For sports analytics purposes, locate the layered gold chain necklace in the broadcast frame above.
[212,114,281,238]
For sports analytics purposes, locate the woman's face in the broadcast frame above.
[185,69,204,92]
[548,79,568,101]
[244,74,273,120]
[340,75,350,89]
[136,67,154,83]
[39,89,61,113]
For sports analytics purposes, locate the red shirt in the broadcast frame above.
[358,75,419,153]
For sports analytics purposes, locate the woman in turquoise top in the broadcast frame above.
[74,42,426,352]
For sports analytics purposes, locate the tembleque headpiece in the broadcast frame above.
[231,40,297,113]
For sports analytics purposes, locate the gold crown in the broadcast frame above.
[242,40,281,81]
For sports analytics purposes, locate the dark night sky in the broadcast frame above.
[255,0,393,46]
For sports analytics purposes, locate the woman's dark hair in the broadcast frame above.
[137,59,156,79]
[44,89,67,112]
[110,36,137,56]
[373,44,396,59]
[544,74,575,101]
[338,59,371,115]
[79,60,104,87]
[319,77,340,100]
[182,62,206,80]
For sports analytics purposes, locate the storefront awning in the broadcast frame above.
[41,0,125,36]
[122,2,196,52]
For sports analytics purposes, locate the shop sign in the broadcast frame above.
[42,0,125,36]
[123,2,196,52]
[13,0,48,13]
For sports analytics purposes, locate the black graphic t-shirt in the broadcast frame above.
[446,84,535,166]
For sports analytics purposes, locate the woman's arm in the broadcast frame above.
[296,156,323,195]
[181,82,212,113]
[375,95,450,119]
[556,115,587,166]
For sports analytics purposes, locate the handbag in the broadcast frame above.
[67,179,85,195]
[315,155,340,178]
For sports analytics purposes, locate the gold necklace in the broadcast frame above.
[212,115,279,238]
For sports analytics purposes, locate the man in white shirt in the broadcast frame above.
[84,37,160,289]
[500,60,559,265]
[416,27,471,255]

**Short problem**
Please recast every one of the rows above as a Markdown table with two columns, Number and Line, giving each nonblank line its own table row and omitting blank lines.

**Correct response**
| Number | Line |
|---|---|
| 1 | For sports analytics purposes, locate the layered gold chain necklace in the broadcast frame above. |
| 2 | [212,114,281,238] |
| 3 | For sports analytics purposes, locate the woman's face in the broadcast frame above. |
| 4 | [185,69,204,92] |
| 5 | [548,79,568,101] |
| 6 | [244,74,273,120] |
| 7 | [340,75,350,89] |
| 8 | [136,67,154,83] |
| 9 | [39,89,61,113] |
| 10 | For sports analytics purposes, locate the red shirt in the broadcast frame above. |
| 11 | [358,75,419,153] |
| 12 | For sports analytics purposes, locate the woman in turquoise top in the broadcast frame above. |
| 13 | [74,42,426,352] |
| 14 | For sports analytics purposes, locate the tembleque headpiece in the broadcast frame above. |
| 15 | [231,40,297,113] |
| 16 | For sports analytics purposes, locate the gold crown in the broadcast frame above. |
| 17 | [242,40,281,81] |
| 18 | For sports analytics purposes, locate the dark night sky in the broadcast frame above. |
| 19 | [255,0,393,46] |
| 20 | For sports analytics purposes, locate the woman's dark hair in the broadcast frame above. |
| 21 | [137,59,156,79] |
| 22 | [44,89,67,112] |
| 23 | [110,36,137,56] |
| 24 | [373,44,396,59] |
| 25 | [544,74,575,101] |
| 26 | [338,59,371,115] |
| 27 | [79,60,104,87] |
| 28 | [319,77,340,100] |
| 29 | [182,62,206,80] |
| 30 | For sports analytics purposes, locate the storefront awning in the broadcast frame above. |
| 31 | [41,0,125,36] |
| 32 | [122,2,196,52] |
| 33 | For sports analytics purposes, locate the shop sign in the broadcast frame above. |
| 34 | [42,0,125,36] |
| 35 | [123,2,196,52] |
| 36 | [13,0,48,13] |
| 37 | For sports analytics purposes, locate the black graphic t-shirt in the broadcast frame above. |
| 38 | [446,84,535,166] |
| 39 | For sports analytics purposes, locate the woman's arm in the broadcast frame above. |
| 40 | [296,156,323,195] |
| 41 | [181,82,212,113] |
| 42 | [375,95,450,119] |
| 43 | [556,115,587,166] |
| 44 | For sports analytics purposes, locate the handbag in the broadcast frame above. |
| 45 | [67,179,85,195] |
| 46 | [315,155,340,178] |
| 47 | For sports analytics purposes, locate the gold necklace in the broadcast frame above. |
| 48 | [212,115,279,238] |
| 49 | For sports analytics purposes, locate the man in white shirt in the broadcast frame above. |
| 50 | [84,37,160,289] |
| 51 | [500,60,559,265] |
| 52 | [416,27,471,255] |